Work to be completed
Write out exactly the lines of the entries below from the one holding "Query: player's shoulder" to the one holding "Please identify the short", inclusive, and leave out all other lines.

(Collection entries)

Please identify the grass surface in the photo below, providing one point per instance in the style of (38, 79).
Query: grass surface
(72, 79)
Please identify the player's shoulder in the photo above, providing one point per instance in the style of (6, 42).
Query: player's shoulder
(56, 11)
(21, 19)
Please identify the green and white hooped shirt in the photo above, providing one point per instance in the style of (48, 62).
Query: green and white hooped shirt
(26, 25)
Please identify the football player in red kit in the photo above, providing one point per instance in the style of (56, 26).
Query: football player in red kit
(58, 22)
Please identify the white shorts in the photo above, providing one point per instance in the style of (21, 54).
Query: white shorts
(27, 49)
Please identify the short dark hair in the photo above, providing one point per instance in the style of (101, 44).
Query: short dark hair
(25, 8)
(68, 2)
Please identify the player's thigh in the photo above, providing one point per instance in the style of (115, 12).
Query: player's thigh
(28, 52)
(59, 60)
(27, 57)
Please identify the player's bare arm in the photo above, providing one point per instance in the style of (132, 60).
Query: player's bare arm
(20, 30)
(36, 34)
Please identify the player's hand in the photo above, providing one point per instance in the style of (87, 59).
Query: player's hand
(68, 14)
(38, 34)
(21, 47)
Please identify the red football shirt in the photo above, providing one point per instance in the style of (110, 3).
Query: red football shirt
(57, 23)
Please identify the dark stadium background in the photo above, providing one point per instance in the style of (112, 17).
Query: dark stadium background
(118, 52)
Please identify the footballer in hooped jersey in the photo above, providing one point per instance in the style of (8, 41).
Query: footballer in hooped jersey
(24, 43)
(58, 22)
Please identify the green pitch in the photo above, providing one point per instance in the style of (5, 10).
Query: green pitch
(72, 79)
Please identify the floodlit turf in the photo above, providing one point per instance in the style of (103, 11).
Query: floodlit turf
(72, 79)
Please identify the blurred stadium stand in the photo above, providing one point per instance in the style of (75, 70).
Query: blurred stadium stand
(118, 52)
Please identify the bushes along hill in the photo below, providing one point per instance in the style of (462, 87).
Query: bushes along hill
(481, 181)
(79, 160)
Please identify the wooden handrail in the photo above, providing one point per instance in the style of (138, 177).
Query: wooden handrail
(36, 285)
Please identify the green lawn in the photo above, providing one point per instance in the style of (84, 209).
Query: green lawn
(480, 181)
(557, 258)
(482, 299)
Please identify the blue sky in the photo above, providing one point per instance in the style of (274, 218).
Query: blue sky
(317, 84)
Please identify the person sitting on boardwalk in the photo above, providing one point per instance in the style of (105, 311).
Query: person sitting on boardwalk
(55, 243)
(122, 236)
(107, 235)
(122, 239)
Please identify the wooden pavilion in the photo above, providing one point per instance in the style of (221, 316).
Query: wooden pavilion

Written reply
Query: player's shoulder
(56, 11)
(21, 19)
Please identify the green and white hooped shirt in the photo above, providing one point per instance in the style of (48, 62).
Query: green and white hooped shirt
(26, 25)
Please identify the football player in red kit in the photo above, providing one point per instance in the style of (56, 26).
Query: football player in red kit
(58, 22)
Please identify the white shorts in the photo above, providing one point per instance in the style of (21, 54).
Query: white shorts
(27, 49)
Please identify the short dark hair in the photo above, providing one point per instance in the style of (101, 44).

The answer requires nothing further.